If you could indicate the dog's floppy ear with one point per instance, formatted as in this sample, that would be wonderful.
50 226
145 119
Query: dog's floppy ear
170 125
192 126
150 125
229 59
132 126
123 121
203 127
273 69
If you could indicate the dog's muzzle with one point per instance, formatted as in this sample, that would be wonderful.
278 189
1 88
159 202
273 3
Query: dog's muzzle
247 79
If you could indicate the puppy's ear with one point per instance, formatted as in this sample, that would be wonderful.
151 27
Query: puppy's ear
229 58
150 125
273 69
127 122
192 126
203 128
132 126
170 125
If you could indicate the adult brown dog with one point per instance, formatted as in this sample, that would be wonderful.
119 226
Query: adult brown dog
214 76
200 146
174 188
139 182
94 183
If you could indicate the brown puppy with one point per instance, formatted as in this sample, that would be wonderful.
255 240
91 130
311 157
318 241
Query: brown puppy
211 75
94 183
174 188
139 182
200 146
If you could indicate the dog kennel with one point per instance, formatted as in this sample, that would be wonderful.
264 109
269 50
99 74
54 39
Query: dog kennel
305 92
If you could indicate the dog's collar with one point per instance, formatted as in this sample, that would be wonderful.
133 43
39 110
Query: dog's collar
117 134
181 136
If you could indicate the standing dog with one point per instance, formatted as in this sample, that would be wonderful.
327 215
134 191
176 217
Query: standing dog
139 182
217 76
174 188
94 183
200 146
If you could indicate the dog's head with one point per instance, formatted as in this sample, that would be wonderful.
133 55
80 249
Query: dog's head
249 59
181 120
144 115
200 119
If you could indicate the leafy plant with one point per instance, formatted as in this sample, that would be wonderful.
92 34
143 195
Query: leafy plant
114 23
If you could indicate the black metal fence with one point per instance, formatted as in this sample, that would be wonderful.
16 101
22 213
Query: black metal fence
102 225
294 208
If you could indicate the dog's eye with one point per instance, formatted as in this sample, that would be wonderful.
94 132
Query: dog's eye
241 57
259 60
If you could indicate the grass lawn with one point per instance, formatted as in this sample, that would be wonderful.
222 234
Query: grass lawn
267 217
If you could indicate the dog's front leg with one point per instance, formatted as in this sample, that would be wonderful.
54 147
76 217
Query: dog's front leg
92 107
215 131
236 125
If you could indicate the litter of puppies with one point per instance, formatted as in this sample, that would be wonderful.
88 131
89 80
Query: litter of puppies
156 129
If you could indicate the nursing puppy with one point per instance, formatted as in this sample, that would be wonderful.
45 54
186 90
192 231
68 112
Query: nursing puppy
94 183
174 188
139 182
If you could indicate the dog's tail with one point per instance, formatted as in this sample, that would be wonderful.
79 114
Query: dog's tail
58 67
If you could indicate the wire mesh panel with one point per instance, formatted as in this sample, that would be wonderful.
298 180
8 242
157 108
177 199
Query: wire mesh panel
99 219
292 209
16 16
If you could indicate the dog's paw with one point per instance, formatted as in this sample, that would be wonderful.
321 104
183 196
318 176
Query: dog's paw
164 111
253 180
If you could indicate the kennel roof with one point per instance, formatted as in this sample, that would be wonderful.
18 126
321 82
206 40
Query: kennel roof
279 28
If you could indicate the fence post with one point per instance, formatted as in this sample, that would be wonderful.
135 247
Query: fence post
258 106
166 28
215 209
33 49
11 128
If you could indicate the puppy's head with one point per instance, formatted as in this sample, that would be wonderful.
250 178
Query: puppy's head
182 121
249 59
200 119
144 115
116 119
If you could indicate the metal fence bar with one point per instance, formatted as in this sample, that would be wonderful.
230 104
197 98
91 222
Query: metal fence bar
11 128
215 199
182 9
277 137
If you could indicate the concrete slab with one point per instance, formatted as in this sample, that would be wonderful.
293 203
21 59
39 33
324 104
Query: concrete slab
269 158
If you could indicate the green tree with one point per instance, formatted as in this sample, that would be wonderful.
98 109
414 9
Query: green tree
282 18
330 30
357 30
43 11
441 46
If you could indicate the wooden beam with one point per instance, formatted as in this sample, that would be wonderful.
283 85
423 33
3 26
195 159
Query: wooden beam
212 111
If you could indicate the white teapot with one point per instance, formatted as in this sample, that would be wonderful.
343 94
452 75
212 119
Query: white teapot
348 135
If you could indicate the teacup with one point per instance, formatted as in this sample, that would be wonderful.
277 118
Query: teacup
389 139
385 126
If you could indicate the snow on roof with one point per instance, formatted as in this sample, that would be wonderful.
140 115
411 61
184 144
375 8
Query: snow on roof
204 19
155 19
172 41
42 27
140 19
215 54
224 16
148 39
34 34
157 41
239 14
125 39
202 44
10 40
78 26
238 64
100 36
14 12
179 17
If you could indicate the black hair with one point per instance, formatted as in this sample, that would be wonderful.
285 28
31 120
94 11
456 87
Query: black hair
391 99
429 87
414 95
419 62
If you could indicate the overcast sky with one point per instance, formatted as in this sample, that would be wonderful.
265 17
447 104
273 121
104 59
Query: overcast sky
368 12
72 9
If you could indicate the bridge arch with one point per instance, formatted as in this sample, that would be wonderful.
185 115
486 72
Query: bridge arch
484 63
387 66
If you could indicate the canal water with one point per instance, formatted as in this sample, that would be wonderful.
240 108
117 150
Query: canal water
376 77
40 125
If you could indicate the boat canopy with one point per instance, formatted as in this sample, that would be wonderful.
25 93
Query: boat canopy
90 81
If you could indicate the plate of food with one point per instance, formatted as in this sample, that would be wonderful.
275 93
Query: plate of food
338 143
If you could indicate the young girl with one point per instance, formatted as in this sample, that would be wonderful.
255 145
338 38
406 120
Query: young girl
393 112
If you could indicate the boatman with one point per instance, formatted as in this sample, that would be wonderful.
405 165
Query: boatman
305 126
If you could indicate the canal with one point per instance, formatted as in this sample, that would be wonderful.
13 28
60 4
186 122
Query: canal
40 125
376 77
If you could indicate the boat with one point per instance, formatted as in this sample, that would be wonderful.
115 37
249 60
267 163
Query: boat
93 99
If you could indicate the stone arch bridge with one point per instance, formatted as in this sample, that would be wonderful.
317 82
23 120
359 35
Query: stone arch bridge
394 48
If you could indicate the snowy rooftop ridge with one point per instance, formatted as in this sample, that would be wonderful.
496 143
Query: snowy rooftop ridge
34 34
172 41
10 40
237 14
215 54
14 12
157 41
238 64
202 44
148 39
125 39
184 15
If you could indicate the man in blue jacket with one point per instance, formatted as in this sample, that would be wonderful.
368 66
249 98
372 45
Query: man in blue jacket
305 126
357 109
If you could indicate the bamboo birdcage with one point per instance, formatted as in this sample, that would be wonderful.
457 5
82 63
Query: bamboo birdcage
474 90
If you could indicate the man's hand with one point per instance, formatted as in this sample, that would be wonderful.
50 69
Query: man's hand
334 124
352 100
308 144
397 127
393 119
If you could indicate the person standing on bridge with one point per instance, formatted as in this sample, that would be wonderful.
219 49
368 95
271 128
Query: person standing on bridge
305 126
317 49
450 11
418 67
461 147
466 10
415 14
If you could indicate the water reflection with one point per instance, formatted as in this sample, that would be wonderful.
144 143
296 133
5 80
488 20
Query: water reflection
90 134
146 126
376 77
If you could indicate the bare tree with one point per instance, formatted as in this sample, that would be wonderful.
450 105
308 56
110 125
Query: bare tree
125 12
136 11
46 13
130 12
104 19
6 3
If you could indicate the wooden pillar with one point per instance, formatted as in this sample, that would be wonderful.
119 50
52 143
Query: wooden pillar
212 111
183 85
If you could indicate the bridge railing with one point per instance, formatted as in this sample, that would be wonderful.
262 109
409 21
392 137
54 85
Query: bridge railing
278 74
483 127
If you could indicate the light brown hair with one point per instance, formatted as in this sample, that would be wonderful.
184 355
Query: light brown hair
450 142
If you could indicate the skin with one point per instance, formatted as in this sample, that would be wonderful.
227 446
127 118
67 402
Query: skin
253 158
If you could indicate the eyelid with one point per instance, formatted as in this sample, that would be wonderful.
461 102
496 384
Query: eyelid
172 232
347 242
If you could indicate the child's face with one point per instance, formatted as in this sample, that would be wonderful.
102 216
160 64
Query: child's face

○ ○ ○ ○

◆ WORK REQUIRED: Go through the listing above. Show each line where the word "child" is found.

◆ TASK RESULT:
If you could indicate the child's face with one point per instance, formatted as in this sample, that would be wonderful.
Query: child's face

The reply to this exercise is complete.